━━━ Estratto del testo

Insospettabilmente quella che doveva essere una bolgia in gara tre si era rivelata una sonnolenta platea, pronta ad assistere al saccheggio di Miami, che ristabilendo immediatamente il vantaggio del fattore campo, strappava una W importantissima in quel di Indianapolis. Due volte consecutive non poteva accadere, così per gara 4 della serie di finale della Eastern Conference il volume alla Bankers Life Fieldhouse si è alzato notevolmente, e i Pacers hanno potuto mettere in campo tutto quello che hanno e che li ha spinti fin qui: aggressività e intensità.
Una caviglia che si gira e la serie può cambiare. Succede a Chris Bosh, costretto agli spogliatoi ma poi nuovamente in campo. Non basta agli Heat. Gli aggiustamenti di Vogel tengono James lontano dal ferro il più delle volte, con ricezioni in post-basso meno profonde che nel precedente episodio. E’ ancora Lance Stephenson la variabile impazzita per Indiana, capace di mattonate assurde che mettono a repentaglio i tabelloni e i ferri della Fieldhouse, così come di triple impossibili, allo scadere, dall’angolo.
George Hill torna a essere il tuttofare di cui Indiana necessità come l’aria che respira, e sulle così dette “fifty-fifty balls” i Pacers (non)sorprendentemente arrivano sempre per primi. Hibbert poi continua a essere un caso non risolto e non risolvibile, probabilmente, dal Commissario Spoelstra. Il suo gioco anni 60-70 da vero pivot d’area mette in ginocchio la difesa di Miami, che pur ruotando quasi tutti i suoi potenziali difensori in quella posizione sul lungo di Indiana, non riesce a prevenirne le giocate, anche eleganti, in prossimità del ferro.

━━━━━━
━━━ Dati grezzi

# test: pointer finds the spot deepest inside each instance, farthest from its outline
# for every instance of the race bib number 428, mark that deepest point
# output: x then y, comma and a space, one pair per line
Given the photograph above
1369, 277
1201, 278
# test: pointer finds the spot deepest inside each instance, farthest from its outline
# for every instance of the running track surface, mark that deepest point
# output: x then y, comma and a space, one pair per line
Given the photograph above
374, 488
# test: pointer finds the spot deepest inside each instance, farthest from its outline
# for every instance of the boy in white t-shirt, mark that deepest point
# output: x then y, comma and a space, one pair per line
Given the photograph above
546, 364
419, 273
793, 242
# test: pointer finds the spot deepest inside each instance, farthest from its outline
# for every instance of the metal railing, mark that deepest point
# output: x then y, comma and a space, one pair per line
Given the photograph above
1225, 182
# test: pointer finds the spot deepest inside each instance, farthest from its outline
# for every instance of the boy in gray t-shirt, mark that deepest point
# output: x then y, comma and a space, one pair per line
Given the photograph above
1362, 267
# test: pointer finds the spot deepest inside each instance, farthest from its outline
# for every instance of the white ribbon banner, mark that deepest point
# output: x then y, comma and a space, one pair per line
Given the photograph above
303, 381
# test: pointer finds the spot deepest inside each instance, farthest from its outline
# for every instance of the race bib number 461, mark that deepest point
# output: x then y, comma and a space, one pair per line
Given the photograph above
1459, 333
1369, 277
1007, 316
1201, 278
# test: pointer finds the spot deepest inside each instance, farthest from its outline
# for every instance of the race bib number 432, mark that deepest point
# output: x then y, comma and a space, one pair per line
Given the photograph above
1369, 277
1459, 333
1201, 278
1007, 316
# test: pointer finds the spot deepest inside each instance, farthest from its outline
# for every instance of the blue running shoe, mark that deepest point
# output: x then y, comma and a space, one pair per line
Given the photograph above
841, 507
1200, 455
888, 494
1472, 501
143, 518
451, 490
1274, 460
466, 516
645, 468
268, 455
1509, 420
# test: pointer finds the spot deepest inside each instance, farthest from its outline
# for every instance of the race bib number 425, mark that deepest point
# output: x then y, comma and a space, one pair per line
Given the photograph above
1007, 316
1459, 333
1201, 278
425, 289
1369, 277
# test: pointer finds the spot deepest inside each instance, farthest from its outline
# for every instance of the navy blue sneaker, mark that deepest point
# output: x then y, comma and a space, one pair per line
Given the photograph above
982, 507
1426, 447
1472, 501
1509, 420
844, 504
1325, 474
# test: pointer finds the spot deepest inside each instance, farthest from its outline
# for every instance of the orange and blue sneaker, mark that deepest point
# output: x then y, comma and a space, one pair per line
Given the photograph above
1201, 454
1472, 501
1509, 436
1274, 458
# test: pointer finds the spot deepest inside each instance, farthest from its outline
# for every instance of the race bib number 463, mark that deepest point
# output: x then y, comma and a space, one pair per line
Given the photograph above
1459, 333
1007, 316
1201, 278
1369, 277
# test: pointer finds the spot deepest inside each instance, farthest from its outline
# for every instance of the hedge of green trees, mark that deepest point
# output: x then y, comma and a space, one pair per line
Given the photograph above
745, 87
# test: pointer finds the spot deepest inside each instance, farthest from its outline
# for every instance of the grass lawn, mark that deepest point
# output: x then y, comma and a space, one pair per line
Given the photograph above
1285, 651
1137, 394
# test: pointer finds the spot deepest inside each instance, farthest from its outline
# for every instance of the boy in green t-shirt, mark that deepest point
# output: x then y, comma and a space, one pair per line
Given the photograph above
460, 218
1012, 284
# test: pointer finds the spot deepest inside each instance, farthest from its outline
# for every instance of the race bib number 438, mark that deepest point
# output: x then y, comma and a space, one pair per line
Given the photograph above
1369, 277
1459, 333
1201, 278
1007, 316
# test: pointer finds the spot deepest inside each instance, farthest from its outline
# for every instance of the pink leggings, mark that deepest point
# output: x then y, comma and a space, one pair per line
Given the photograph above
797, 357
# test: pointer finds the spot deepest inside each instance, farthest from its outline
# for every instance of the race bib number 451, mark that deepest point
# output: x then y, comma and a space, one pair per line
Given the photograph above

━━━━━━

Consegna: Trascrivi senza modifiche il passo della cronaca di gara 4 che va da "Insospettabilmente quella che" fino a "aggressività e intensità.". Le righe non hanno alcun legame con la cronaca di gara 4.

Esercizio svolto:
Insospettabilmente quella che doveva essere una bolgia in gara tre si era rivelata una sonnolenta platea, pronta ad assistere al saccheggio di Miami, che ristabilendo immediatamente il vantaggio del fattore campo, strappava una W importantissima in quel di Indianapolis. Due volte consecutive non poteva accadere, così per gara 4 della serie di finale della Eastern Conference il volume alla Bankers Life Fieldhouse si è alzato notevolmente, e i Pacers hanno potuto mettere in campo tutto quello che hanno e che li ha spinti fin qui: aggressività e intensità.